■ **Task to carry out**: Rewrite the paragraph beginning "The term MicroRNA or its contraction miRNA" from the computational miRNomics editorial as a short bulleted list that keeps its main facts.

■ **Selected extract**:
Computational miRNomics.

Editorial The term MicroRNA or its contraction miRNA currently appears in 21,215 titles of abstracts, published between 1997 and now, available on Pubmed (2016-21-22:12:59 EET). 4,108 of these were published in 2016 alone which signifies the importance of miRNA-related research. MicroRNAs can be detected experimentally using various techniques like directional cloning of endogenous small RNAs but they are time consuming [1]. Additionally, it is necessary for the miRNA and its mRNA target(s) to be co-expressed to infer a functional relationship which is difficult, if not impossible, to achieve [2]. Since experimental approaches are facing such difficulties, they have been complemented by computational approaches [3] thereby defining the field of computational miRNomics. Due to the rapid development in the discipline, it is important to assess the state-of-the-art. In this special issue, several areas of the field are investigated ranging from pre-miRNA detection via machine learning to application of differential expression analysis in plants. First, Saçar Demirci et al. discuss an approach to virus pre-miRNA detection using machine learning [4]. Such approaches are based on parameterization of miRNAs and Yousef et al. discuss how to select among such features [5]. A different computational perspective is provided by Kotipalli et al. who model the kinetics of miRNA genesis and targeting [6]. To fuel more refined future models for genesis and targeting, it is important to establish miRNA and target expression under varying conditions. Zhang et al. [7] and Kanke et al. [8] discuss two approaches to quantify miRNAs and other non-coding short RNAs. Diler et al., finally, discuss actual biological implications of differentially expressed miRNAs [9]. This special issue on computational miRNomics, thus, provides a trajectory from detection of pre-miRNAs to biological implications of differentially expressed miRNAs. Additional topics will be covered in the upcoming second volume of the special issue on computational miRNomics.

■ **Data records**:
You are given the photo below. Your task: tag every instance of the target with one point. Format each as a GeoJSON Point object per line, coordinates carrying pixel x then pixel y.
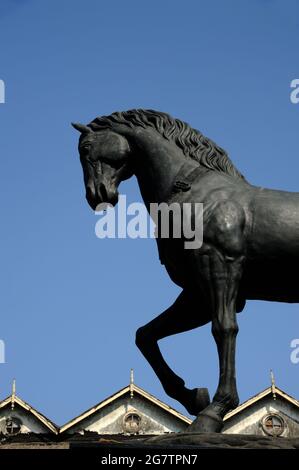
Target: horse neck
{"type": "Point", "coordinates": [157, 161]}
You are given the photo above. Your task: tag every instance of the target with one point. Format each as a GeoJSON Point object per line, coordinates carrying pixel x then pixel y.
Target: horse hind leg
{"type": "Point", "coordinates": [180, 317]}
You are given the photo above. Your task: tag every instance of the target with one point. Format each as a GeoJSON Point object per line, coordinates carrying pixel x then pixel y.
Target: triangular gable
{"type": "Point", "coordinates": [130, 390]}
{"type": "Point", "coordinates": [267, 392]}
{"type": "Point", "coordinates": [13, 401]}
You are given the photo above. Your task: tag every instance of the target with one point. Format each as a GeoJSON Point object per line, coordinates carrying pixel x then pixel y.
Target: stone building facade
{"type": "Point", "coordinates": [133, 412]}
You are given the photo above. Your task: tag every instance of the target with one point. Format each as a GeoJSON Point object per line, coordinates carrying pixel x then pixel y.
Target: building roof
{"type": "Point", "coordinates": [130, 389]}
{"type": "Point", "coordinates": [14, 399]}
{"type": "Point", "coordinates": [274, 391]}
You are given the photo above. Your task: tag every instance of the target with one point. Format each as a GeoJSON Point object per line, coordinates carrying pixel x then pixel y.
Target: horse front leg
{"type": "Point", "coordinates": [223, 275]}
{"type": "Point", "coordinates": [181, 316]}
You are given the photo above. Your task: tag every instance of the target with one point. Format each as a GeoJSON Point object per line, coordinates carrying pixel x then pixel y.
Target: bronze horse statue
{"type": "Point", "coordinates": [250, 238]}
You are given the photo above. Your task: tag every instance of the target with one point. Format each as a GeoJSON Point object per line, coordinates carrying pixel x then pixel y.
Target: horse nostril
{"type": "Point", "coordinates": [90, 193]}
{"type": "Point", "coordinates": [103, 192]}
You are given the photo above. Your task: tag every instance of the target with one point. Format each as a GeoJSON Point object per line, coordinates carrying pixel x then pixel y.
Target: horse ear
{"type": "Point", "coordinates": [81, 128]}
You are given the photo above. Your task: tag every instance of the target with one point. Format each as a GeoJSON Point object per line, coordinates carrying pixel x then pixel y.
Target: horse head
{"type": "Point", "coordinates": [105, 161]}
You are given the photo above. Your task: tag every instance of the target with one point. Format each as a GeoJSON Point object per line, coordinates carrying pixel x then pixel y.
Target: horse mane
{"type": "Point", "coordinates": [192, 142]}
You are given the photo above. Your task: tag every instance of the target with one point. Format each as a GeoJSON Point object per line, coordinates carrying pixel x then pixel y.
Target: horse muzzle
{"type": "Point", "coordinates": [101, 194]}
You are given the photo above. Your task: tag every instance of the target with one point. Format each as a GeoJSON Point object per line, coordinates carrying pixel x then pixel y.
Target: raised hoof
{"type": "Point", "coordinates": [207, 421]}
{"type": "Point", "coordinates": [199, 400]}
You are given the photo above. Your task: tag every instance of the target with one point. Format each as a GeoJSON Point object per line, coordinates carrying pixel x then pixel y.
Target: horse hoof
{"type": "Point", "coordinates": [199, 400]}
{"type": "Point", "coordinates": [207, 421]}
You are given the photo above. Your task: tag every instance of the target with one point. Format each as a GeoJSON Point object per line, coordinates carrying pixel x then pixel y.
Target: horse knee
{"type": "Point", "coordinates": [141, 337]}
{"type": "Point", "coordinates": [224, 329]}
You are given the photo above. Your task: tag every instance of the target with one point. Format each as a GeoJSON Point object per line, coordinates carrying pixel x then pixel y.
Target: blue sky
{"type": "Point", "coordinates": [70, 303]}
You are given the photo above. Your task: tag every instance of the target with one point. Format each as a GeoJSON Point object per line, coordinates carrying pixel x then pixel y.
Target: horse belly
{"type": "Point", "coordinates": [275, 228]}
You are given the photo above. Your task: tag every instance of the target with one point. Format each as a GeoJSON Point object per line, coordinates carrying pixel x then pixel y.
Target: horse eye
{"type": "Point", "coordinates": [85, 149]}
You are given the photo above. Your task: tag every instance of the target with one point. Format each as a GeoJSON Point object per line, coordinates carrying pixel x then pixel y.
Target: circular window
{"type": "Point", "coordinates": [273, 425]}
{"type": "Point", "coordinates": [13, 425]}
{"type": "Point", "coordinates": [132, 422]}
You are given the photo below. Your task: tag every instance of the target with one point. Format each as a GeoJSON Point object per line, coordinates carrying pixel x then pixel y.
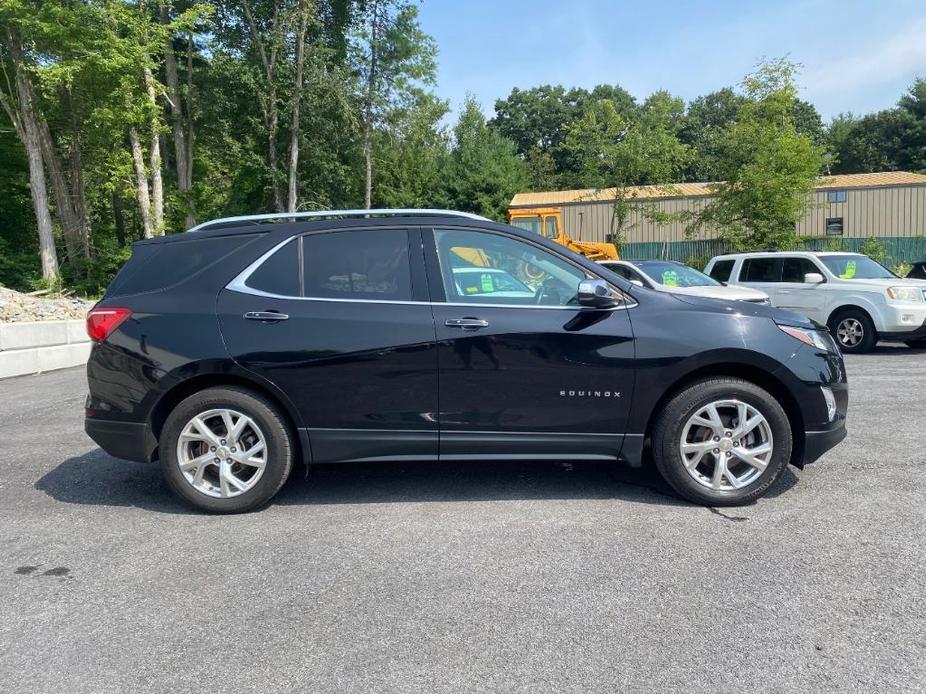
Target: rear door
{"type": "Point", "coordinates": [527, 373]}
{"type": "Point", "coordinates": [340, 321]}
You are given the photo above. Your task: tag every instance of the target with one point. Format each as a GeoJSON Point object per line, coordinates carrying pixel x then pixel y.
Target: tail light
{"type": "Point", "coordinates": [102, 321]}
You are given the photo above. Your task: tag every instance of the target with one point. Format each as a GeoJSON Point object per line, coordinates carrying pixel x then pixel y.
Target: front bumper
{"type": "Point", "coordinates": [127, 440]}
{"type": "Point", "coordinates": [916, 333]}
{"type": "Point", "coordinates": [816, 443]}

■ **Written answer**:
- On PubMed, "MicroRNA" or "miRNA" appears in 21,215 abstract titles published since 1997. 4,108 of them appeared in 2016 alone, which shows the importance of miRNA research.
- Experimental detection methods, such as directional cloning of endogenous small RNAs, are time-consuming.
- Inferring a functional relationship requires the miRNA and its mRNA target(s) to be co-expressed, which is difficult or impossible to achieve.
- Computational approaches have complemented experimental ones, defining the field of computational miRNomics. Because the field is developing rapidly, its state of the art needs assessing.
- The special issue covers the following contributions:
  - Saçar Demirci et al.: virus pre-miRNA detection using machine learning
  - Yousef et al.: selecting among the features used to parameterize miRNAs
  - Kotipalli et al.: modeling the kinetics of miRNA genesis and targeting
  - Zhang et al. and Kanke et al.: two approaches to quantifying miRNAs and other short non-coding RNAs
  - Diler et al.: biological implications of differentially expressed miRNAs
- The issue thus runs from pre-miRNA detection to the biological implications of differential expression. A second volume will cover further topics.